Work request: Decide whether each statement agrees with the appeal ruling below: 1. Appellant called no witnesses. 2. The DNA specialist testified that the semen did not match appellant. 3. The court sustained appellant's seventh point of error. Answer yes or no for each and quote the deciding words of the ruling.

Text passage:
☆ ☆ ☆ ☆ ☆ ☆ ☆

Wilson Young, a DNA specialist, testified about blood stains and semen found on the
towel recovered from appellant's business. He testified that the semen matched appellant,
and there was an 86% chance that the blood stains were from A.S.'s blood.
Evidence unfavorable to the verdict
Josie Sanchez testified that her daughter had been going to appellant's studio for two
years before she mentioned anything about his inappropriate touching. Sanchez also testified
that appellant was a close family friend and she did not suspect anything for two years. A.S.
testified that her parents let her go back to the studio after she had told them about appellant
touching her. A.S. also testified that she was not afraid of appellant when she went back to
the studio and she and her sister began calling appellant after she had told her parents what
had happened.
Detective Hicks testified that the victim's family had a civil suit pending against
appellant.
Analysis
Here, A.S. testified for the State, and her testimony was supported by the physical
evidence recovered from appellant's home and business. Furthermore, A.S's mother testified
that her daughter was upset after being asked about appellant's behavior. Appellant called
no witnesses.
After viewing the evidence in the light most favorable to the verdict, we find that any
rational trier of fact could have found the elements of the crime beyond a reasonable doubt.
Furthermore, after viewing the record as a whole, we do not find that (1) the evidence is so
weak as to be clearly wrong and manifestly unjust or (2) the adverse finding is against the
great weight and preponderance of the available evidence.
Motion for New Trial
In his sixth point of error, appellant claims that the trial court abused its discretion in
denying appellant's motion for new trial because he was denied his right to testify on his own
behalf. As discussed under the ineffective assistance of counsel analysis, appellant, by his
own admission, was not denied his right to testify. Furthermore, appellant's trial counsel
presented affidavits to the court stating that he discussed appellant's right to testify, and he
advised him against it. The trial court did not abuse its discretion in denying his motion for
new trial. Accordingly we overrule appellant's sixth point of error.
In his seventh point of error, appellant claims that the trial court abused its discretion
in denying his motion for new trial because he was denied his right to have punishment
assessed by the court. Appellant specifically argues that the court abused its discretion when
it gave trial counsel's affidavits more credibility than appellant's live testimony. Appellant
testified at the hearing on the motion for new trial that he had asked his trial counsel three
times to have the judge assess punishment. Appellant's trial counsel stated in his affidavit
that he discussed with appellant his right to have punishment assessed by judge or a jury.
Counsel stated that appellant told him he would like to have the jury assess punishment, and
appellant never indicated to him that he wanted a judge to do so. Because the trial court was
in a position to evaluate the credibility of the witnesses, we view the evidence in the light
most favorable to the trial court's ruling. Cantu v. State, 930 S.W.2d 594, 596 (Tex. Crim.
App. 1996). We find that the trial court did not abuse its discretion, and accordingly, we
overrule appellant's seventh point of error.
We affirm.
Sam Nuchia
Justice
Panel consists of Justices Cohen, Wilson, and Nuchia.
Do not publish. Tex. R. App. 47.
1.
The State, relying on appellant's brief, argues that appellant did not preserve his first
point of error. However, appellant received an adverse ruling on his motion for a
competency hearing, and therefore his error was preserved.

☆ ☆ ☆ ☆ ☆ ☆ ☆

Records shown:

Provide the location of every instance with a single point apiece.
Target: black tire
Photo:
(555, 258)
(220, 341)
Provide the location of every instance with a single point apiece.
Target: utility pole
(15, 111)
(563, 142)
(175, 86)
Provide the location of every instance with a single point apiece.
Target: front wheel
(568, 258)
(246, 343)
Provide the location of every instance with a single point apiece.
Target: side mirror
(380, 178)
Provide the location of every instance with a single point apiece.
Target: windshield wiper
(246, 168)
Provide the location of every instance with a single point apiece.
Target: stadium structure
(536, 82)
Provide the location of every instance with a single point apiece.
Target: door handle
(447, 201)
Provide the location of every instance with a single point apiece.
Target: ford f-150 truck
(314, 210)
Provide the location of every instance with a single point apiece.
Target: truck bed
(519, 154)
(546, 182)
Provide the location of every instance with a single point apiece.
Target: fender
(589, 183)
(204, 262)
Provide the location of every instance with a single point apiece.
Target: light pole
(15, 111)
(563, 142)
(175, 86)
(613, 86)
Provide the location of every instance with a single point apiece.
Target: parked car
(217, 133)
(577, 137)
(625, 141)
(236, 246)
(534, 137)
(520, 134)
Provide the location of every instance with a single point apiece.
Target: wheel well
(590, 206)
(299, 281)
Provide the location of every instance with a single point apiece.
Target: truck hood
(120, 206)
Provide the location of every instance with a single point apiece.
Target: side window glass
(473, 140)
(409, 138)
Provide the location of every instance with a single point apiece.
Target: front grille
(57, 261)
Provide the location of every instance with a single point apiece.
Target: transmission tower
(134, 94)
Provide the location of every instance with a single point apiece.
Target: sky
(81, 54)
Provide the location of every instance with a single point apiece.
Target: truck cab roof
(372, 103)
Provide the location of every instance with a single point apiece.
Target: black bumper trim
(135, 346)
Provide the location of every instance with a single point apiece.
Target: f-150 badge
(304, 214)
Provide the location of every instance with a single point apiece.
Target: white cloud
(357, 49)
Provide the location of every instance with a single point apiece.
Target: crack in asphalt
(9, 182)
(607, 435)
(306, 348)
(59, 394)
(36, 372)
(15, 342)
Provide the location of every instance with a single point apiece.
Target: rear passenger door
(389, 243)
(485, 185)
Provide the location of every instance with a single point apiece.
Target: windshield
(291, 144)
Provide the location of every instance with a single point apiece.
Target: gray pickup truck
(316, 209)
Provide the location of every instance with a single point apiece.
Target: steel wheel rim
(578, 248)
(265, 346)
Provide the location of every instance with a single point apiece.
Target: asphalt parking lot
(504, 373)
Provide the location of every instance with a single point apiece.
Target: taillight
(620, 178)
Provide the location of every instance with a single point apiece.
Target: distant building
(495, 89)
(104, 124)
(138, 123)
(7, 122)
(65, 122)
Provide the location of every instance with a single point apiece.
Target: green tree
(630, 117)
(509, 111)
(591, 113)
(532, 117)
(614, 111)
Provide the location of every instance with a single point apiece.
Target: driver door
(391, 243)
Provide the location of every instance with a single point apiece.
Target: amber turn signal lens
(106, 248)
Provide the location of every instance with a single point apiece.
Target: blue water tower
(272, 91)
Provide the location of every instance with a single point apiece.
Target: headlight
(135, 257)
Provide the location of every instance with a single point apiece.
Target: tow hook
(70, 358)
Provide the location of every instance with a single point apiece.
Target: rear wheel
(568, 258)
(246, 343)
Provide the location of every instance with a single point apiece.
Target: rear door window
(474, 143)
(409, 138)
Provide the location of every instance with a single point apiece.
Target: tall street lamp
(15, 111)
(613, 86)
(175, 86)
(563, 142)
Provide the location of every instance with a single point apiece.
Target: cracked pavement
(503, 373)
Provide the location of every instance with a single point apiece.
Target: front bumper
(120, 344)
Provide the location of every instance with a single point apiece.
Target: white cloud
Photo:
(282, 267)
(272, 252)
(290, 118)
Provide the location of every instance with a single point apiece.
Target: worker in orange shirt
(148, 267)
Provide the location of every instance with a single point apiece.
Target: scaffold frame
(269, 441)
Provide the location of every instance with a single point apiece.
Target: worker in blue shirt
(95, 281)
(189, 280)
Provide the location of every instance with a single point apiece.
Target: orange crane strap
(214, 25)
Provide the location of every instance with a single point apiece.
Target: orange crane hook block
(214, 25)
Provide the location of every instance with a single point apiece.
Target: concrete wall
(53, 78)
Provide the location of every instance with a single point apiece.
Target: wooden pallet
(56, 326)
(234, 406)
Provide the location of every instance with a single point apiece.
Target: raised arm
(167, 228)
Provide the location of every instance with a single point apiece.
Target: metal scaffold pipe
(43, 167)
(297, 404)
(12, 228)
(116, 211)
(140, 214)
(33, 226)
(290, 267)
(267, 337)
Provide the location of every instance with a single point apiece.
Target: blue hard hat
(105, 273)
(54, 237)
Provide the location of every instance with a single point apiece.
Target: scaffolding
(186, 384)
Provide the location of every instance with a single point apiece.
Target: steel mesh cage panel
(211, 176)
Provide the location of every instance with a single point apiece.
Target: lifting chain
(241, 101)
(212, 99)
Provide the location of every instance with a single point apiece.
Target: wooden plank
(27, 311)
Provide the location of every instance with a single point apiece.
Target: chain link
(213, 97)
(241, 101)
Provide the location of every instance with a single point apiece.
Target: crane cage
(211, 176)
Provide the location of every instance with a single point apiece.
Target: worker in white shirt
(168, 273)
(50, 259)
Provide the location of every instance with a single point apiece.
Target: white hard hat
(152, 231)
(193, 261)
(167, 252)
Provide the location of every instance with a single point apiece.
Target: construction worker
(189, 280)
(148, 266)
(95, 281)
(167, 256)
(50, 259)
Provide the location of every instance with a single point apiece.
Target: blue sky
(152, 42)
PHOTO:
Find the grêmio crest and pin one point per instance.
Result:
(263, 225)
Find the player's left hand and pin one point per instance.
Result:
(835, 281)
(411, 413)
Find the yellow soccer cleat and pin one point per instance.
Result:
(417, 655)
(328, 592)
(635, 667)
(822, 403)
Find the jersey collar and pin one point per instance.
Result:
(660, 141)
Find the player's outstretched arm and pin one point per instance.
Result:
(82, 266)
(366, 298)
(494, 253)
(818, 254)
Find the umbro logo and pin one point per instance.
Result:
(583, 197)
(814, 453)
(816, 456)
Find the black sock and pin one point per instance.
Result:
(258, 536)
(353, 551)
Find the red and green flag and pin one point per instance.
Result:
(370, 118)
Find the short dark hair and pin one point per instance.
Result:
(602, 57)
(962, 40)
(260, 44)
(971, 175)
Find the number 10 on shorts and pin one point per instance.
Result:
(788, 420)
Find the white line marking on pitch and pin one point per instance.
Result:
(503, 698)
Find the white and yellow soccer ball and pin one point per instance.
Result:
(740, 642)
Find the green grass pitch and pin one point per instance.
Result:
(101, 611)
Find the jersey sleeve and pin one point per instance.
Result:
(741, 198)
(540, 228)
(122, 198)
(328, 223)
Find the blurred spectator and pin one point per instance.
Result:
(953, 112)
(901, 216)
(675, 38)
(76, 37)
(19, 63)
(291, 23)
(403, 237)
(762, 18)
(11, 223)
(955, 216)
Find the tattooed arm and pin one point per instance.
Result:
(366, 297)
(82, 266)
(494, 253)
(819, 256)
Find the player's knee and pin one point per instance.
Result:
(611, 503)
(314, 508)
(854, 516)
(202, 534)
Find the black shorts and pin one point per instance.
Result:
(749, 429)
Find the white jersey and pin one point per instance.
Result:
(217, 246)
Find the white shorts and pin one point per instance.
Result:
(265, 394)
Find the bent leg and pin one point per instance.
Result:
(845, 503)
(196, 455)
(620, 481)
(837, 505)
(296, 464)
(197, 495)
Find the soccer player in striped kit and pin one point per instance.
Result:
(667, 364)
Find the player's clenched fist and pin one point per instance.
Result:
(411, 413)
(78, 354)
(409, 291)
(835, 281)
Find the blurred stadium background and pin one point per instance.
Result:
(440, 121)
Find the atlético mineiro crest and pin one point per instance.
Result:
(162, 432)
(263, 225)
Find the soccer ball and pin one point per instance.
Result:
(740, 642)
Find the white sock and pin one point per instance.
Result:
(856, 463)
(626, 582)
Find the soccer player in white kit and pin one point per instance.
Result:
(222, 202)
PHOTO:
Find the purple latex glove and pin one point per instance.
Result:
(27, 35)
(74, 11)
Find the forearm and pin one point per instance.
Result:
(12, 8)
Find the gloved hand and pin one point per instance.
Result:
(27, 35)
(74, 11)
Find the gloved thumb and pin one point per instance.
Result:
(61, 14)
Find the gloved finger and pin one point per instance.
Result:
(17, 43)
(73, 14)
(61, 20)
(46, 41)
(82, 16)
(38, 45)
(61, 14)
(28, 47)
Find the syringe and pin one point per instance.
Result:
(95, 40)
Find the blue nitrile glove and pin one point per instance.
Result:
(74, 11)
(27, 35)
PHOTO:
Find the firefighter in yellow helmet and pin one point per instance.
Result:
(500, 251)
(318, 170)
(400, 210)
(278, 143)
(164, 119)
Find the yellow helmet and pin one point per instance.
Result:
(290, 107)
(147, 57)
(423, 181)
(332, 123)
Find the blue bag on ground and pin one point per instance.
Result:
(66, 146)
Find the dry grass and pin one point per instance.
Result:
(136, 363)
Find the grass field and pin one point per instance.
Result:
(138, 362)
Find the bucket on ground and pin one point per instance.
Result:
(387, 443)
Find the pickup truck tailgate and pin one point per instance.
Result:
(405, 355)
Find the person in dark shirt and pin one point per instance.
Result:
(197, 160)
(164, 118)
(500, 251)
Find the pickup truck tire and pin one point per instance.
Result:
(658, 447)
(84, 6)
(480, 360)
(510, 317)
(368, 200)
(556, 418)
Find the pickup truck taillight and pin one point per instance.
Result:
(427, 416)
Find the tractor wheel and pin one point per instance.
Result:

☆ ☆ ☆ ☆ ☆ ☆ ☆

Task solution:
1. Yes: "Appellant called no witnesses."
2. No: "He testified that the semen matched appellant"
3. No: "we overrule appellant's seventh point of error."